Kars’ta Türkiye-Ermenistan sınırını oluşturan Arpaçay Nehri kıyısı, tarihi, doğal ve evrensel kültür varlıklarıyla dikkat çekiyor. Kars Zirve Dağcılık Doğa Sporları Kulübü'nün yürüyüş rotasına dahil ettiği bölge için etkinliğe katılan 34 sporcu, bölgedeki arkeolojik zenginliğin kendilerini büyülediğini ifade etti.

Dünyada en çok bilinen tarihi yerlerin başında gelen Ani Antik Kenti’nin, 2012 yılında UNESCO Dünya Mirası geçici listesine, 2016 yılında ise UNESCO Dünya Miras Listesine alınmasıyla dünyanın gözü Kars’a çevrildi. Kars Zirve Dağcılık Doğa Sporları Kulübü, Kültürel Miras Uzmanı Faruk Torunoğlu tarafınfan bilgilendirilerek rotasına devam etti.

GELEN DAĞCILARA BİLGİ VERİLDİ

Kars Zirve Dağcılık Doğa Sporları Kulübünün trekking etkinliğine eşlik eden Kültürel Miras Uzmanı Faruk Torunoğlu Kilittaşı Köyü ile ilgili olarak şunları söyledi:

"Kilittaşı Ermenistan’ın Ani Krallığının güçlü olduğu dönemde önemli kentlerinden biri olan Pekran ve Bagaran şehirleridir.  Bagaran da önemli bir şehirdir. Selçukluların Anadolu’ya girişi ve Ani’yi fethi ile birlikte Bagratlı Türk hakimiyetine girdi ve belli bir dönem şehir Türk hakimiyetinde kaldı. Yalnız Selçuklularının buradaki hakimiyetini kaybetmesinden sonra şehir tekrar Ermenilerin eline geçti. Bargatuni ailesinin önemli bir kolu olan Zekeryan prensleri tarafından yönetilmeye başladı. Şu anda Kilittaşı’nda 9 tane kiliseden ayakta kalan 2 tanesinin önündeyiz. Birisi Ermenistan sınırları içerisinde sınıra sıfır noktadadır. Bir diğeri Kilittaşı Kilisesinin önündeyiz. Kilisenin alt kısmı bazalt taştan, üst kısmı ise kolay işlenebilen tüf taştan yapılmış durumda. Bunduğumuz bölge ise Kilisenin önündeyiz ama burası eski şehir sularının kalıntılarının bulunduğu bölgedir. Şu anda tam şehir surlarının üstünde duruyoruz. Altımızda ise eski şehrin kalıntılarını görüyoruz. Burası yürüyüş rotası olarak da mükemmel bir rotaya sahip. Çünkü coğrafya harika ve mevsim normallerinin her zaman üzerinde bir sıcaklığa sahip. Zaten belli bir dönemde çok fazla tarımsal ürünün yetiştirilebildiği bir bölgedir. Geçmişte üzüm asmaları olan bir bölge burası. Aynı zamanda trekking gurupları Kars’a yeni gelen misafirlerini ve kamu çalışanlarını Kars’ın doğal ve tarihi göstermek istediklerinde bu bölgeye de getiriyorlar.”

• Alıntılanan Veriler:
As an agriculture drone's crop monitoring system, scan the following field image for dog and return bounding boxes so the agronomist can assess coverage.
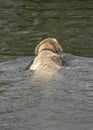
[29,38,62,75]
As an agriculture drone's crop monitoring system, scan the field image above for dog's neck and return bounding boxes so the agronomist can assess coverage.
[39,48,56,53]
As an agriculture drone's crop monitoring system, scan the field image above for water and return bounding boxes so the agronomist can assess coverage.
[0,0,93,130]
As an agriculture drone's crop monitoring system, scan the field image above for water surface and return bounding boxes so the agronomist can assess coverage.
[0,0,93,130]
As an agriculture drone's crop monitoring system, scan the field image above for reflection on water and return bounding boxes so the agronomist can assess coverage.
[0,0,93,61]
[0,0,93,130]
[0,54,93,130]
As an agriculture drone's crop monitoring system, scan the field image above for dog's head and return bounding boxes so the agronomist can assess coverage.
[35,38,62,55]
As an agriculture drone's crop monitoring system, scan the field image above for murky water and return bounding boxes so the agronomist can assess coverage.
[0,0,93,130]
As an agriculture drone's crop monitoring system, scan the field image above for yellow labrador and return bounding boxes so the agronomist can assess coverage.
[29,38,62,74]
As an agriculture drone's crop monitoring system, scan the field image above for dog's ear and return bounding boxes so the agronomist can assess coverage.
[54,39,63,53]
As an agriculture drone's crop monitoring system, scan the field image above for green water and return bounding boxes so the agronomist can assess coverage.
[0,0,93,130]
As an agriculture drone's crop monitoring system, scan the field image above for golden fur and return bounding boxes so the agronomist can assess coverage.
[29,38,62,73]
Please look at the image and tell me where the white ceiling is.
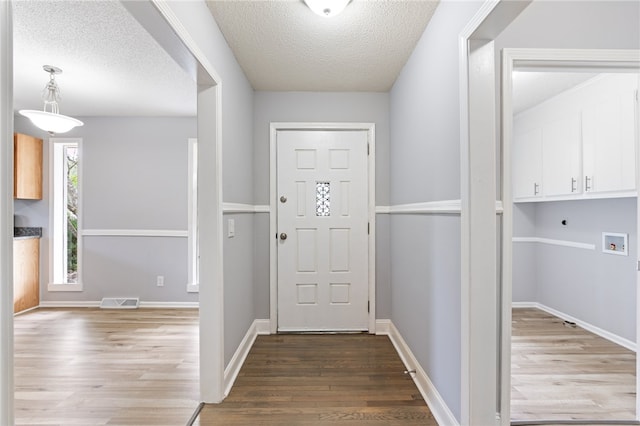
[12,0,196,116]
[207,0,438,92]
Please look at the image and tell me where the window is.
[49,138,82,291]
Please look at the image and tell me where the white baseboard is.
[224,319,271,398]
[39,300,199,309]
[511,302,638,352]
[140,300,200,309]
[38,300,100,308]
[376,320,460,425]
[376,320,391,336]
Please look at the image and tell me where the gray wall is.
[253,92,391,318]
[146,1,256,365]
[14,117,197,302]
[389,2,482,420]
[513,198,638,342]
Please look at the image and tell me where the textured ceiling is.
[207,0,438,92]
[12,0,196,116]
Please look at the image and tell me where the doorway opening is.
[501,49,640,424]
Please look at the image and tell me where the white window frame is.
[47,138,83,292]
[187,138,200,293]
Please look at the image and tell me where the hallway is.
[193,334,437,426]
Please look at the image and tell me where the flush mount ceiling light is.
[304,0,351,18]
[20,65,84,135]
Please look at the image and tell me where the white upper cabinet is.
[513,124,542,198]
[512,74,638,201]
[582,74,638,193]
[542,111,582,197]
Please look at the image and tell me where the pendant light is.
[304,0,351,18]
[19,65,84,136]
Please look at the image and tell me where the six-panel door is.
[274,130,368,331]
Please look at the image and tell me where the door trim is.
[499,48,640,423]
[269,122,376,334]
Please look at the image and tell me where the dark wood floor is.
[194,334,437,426]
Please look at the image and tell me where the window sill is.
[47,283,82,292]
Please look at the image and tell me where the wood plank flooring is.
[511,308,636,420]
[194,334,437,426]
[14,308,200,426]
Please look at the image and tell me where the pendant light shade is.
[20,109,84,135]
[304,0,351,18]
[19,65,84,135]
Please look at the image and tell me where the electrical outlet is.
[227,219,236,238]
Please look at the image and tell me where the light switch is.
[227,219,236,238]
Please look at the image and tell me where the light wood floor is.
[14,308,199,426]
[194,334,437,426]
[511,308,636,420]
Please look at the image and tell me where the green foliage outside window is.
[65,147,78,283]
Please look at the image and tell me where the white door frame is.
[149,0,225,403]
[0,0,224,425]
[501,49,640,420]
[269,122,376,333]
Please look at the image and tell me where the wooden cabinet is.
[13,238,40,312]
[512,74,638,201]
[13,133,42,200]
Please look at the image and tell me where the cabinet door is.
[13,238,40,312]
[512,128,542,199]
[582,74,637,193]
[542,111,582,197]
[13,133,42,200]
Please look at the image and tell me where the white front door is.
[276,130,369,331]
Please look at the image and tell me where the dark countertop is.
[13,226,42,240]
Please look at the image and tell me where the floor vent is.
[100,297,140,309]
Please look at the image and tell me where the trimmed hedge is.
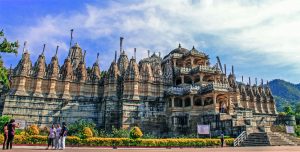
[0,135,234,147]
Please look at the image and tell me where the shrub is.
[0,135,234,147]
[83,127,93,138]
[129,127,143,139]
[27,124,40,135]
[112,127,130,138]
[0,116,11,133]
[68,119,97,138]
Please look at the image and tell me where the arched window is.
[184,76,193,84]
[176,77,182,85]
[184,97,191,107]
[194,98,202,106]
[174,98,182,107]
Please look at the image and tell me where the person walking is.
[55,124,61,149]
[6,119,20,149]
[2,122,8,150]
[60,122,68,149]
[47,125,56,149]
[220,133,224,147]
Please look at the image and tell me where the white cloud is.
[8,0,300,82]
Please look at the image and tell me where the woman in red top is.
[2,122,8,149]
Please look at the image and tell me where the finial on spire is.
[120,37,124,54]
[23,41,27,53]
[255,78,257,86]
[134,48,136,60]
[55,46,59,56]
[224,64,227,76]
[82,50,86,63]
[42,44,46,55]
[70,29,74,48]
[249,77,251,86]
[115,50,117,63]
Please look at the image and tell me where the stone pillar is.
[213,93,217,113]
[253,98,258,113]
[180,76,184,84]
[48,79,57,98]
[15,76,28,95]
[33,78,43,97]
[171,97,174,108]
[200,73,203,84]
[62,81,71,99]
[260,99,266,113]
[132,81,140,100]
[190,95,195,107]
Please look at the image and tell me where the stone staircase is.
[274,132,300,146]
[241,133,270,146]
[241,132,300,146]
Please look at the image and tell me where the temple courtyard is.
[6,146,300,152]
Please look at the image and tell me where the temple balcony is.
[165,85,201,96]
[175,65,221,76]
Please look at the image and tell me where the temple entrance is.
[217,94,228,113]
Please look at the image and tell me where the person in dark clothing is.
[6,119,19,149]
[220,133,224,147]
[2,122,8,149]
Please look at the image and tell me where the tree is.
[129,127,143,139]
[0,30,19,89]
[0,116,11,133]
[283,106,295,115]
[295,103,300,114]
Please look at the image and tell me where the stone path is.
[5,146,300,152]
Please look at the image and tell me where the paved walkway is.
[5,146,300,152]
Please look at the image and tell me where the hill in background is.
[269,79,300,111]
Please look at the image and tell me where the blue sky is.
[0,0,300,83]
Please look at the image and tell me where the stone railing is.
[193,65,220,73]
[201,83,230,92]
[175,65,221,75]
[173,53,182,58]
[166,85,201,95]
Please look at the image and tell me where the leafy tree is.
[0,30,19,87]
[295,103,300,114]
[283,106,295,115]
[83,127,93,138]
[0,116,11,133]
[129,127,143,139]
[68,119,97,138]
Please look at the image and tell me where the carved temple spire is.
[91,53,101,81]
[33,44,47,78]
[14,41,32,76]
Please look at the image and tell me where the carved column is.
[33,77,43,97]
[171,97,174,108]
[48,79,57,98]
[213,93,217,113]
[62,80,71,99]
[15,76,27,95]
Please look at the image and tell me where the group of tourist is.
[47,122,68,149]
[3,119,68,150]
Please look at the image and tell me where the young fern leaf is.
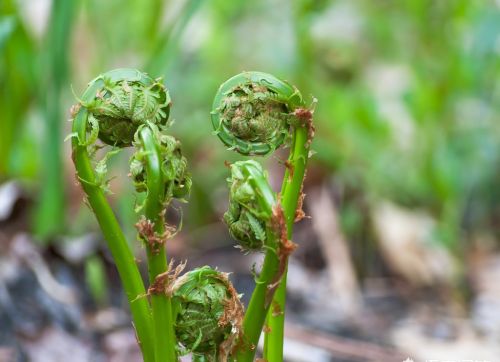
[130,122,192,206]
[224,160,276,251]
[211,72,303,155]
[172,266,243,362]
[211,72,314,362]
[75,69,171,147]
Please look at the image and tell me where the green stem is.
[140,127,177,362]
[233,127,309,362]
[72,107,155,362]
[232,230,279,362]
[264,127,309,362]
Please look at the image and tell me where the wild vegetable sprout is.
[70,69,314,362]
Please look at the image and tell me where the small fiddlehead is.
[71,69,185,361]
[173,266,243,361]
[130,124,192,206]
[224,160,276,251]
[211,72,303,155]
[211,72,314,362]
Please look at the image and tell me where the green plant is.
[212,72,314,362]
[70,69,314,362]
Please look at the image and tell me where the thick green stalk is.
[264,127,309,362]
[232,230,279,362]
[231,167,281,362]
[140,127,177,362]
[72,107,155,362]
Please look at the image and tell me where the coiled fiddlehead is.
[130,124,192,205]
[71,69,185,362]
[224,160,276,251]
[173,266,243,361]
[211,72,303,155]
[211,72,315,362]
[74,69,171,147]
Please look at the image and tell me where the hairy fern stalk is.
[69,69,314,362]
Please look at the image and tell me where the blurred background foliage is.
[0,0,500,280]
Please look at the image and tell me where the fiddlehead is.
[71,69,185,361]
[211,72,303,155]
[130,124,192,206]
[211,72,315,362]
[224,160,276,251]
[80,69,171,147]
[173,266,243,361]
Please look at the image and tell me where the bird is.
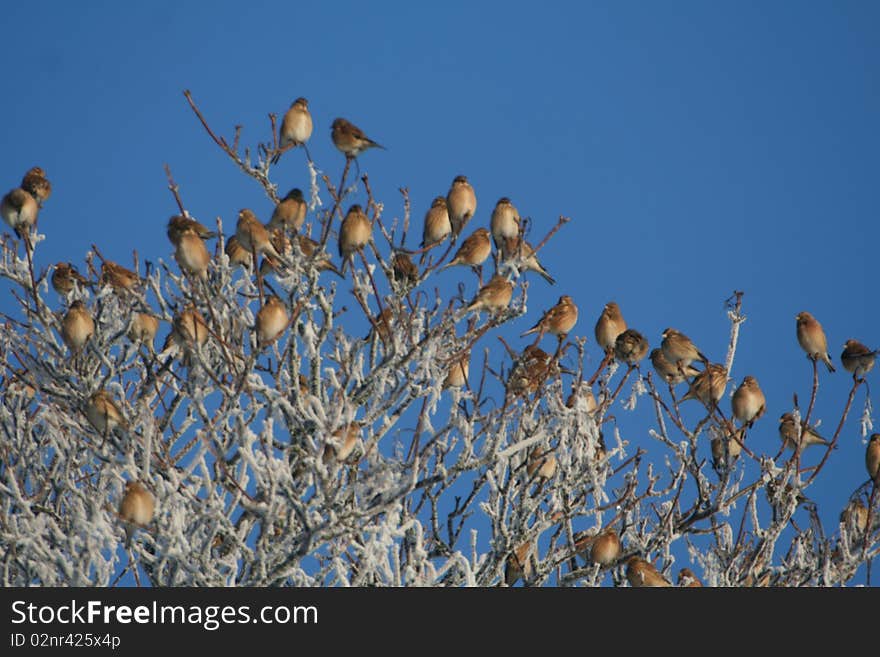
[840,339,877,379]
[526,445,556,480]
[779,413,831,449]
[272,98,312,164]
[0,187,40,239]
[614,329,649,365]
[501,238,556,285]
[681,363,727,408]
[465,275,513,313]
[119,481,156,549]
[594,301,626,354]
[86,389,128,436]
[330,118,386,158]
[167,214,217,246]
[651,347,700,386]
[660,328,709,369]
[489,196,520,249]
[52,262,89,295]
[865,433,880,486]
[795,310,835,372]
[61,299,95,354]
[520,294,578,340]
[421,196,452,248]
[254,294,290,347]
[21,167,52,207]
[446,176,477,239]
[730,376,767,427]
[626,556,672,587]
[266,187,308,233]
[440,228,492,271]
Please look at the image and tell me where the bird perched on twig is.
[795,310,835,372]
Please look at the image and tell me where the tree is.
[0,92,880,586]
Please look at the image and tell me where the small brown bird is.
[223,235,254,269]
[660,328,709,369]
[840,339,877,379]
[595,301,626,353]
[52,262,89,296]
[614,329,649,365]
[86,390,128,436]
[421,196,452,248]
[266,187,308,233]
[795,310,834,372]
[255,295,290,348]
[489,196,520,249]
[626,556,672,587]
[21,167,52,207]
[339,203,373,273]
[651,347,700,386]
[779,413,831,449]
[61,299,95,355]
[330,119,385,158]
[678,568,703,588]
[865,433,880,486]
[465,275,513,313]
[446,176,477,239]
[501,239,556,285]
[167,214,217,246]
[440,228,492,271]
[681,363,727,408]
[0,187,40,239]
[119,481,156,549]
[730,376,767,427]
[520,294,578,340]
[273,98,312,156]
[101,260,141,292]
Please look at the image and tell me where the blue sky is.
[0,2,880,584]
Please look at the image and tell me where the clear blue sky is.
[0,1,880,584]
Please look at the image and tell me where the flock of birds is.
[0,98,880,585]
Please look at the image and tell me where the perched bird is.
[678,568,703,588]
[489,196,520,249]
[626,556,672,587]
[681,363,727,408]
[167,214,217,246]
[86,390,128,436]
[526,445,556,479]
[795,310,835,372]
[266,187,308,233]
[61,299,95,354]
[779,413,831,449]
[465,275,513,313]
[440,228,492,271]
[101,260,141,292]
[21,167,52,207]
[651,347,700,386]
[0,187,40,239]
[330,119,385,157]
[339,203,373,273]
[520,294,578,340]
[501,238,556,285]
[614,329,649,365]
[280,98,312,158]
[730,376,767,427]
[660,328,709,369]
[865,433,880,486]
[840,339,877,379]
[255,295,290,347]
[119,481,156,549]
[595,301,626,353]
[52,262,89,295]
[446,176,477,239]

• Yapılacak Görev:
Arpaçay Nehri kıyısını anlatan metne göre aşağıdaki ifadelerin her birinin doğru olup olmadığını evet ya da hayır ile belirtiniz. Her yanıtın yanına, kararı belirleyen ifadeyi metinden değiştirmeden alıntılayınız.
(a) Ani Antik Kenti, 2016 yılında UNESCO Dünya Miras Listesine alınmıştır.
(b) Yürüyüş etkinliğine 43 sporcu katılmıştır.
(c) Kilittaşı Kilisesi baştan aşağı bazalt taştan yapılmıştır.

• Alıştırma Çözümü:
(a) Evet: "2016 yılında ise UNESCO Dünya Miras Listesine alınmasıyla"
(b) Hayır: "etkinliğe katılan 34 sporcu"
(c) Hayır: "Kilisenin alt kısmı bazalt taştan, üst kısmı ise kolay işlenebilen tüf taştan yapılmış durumda."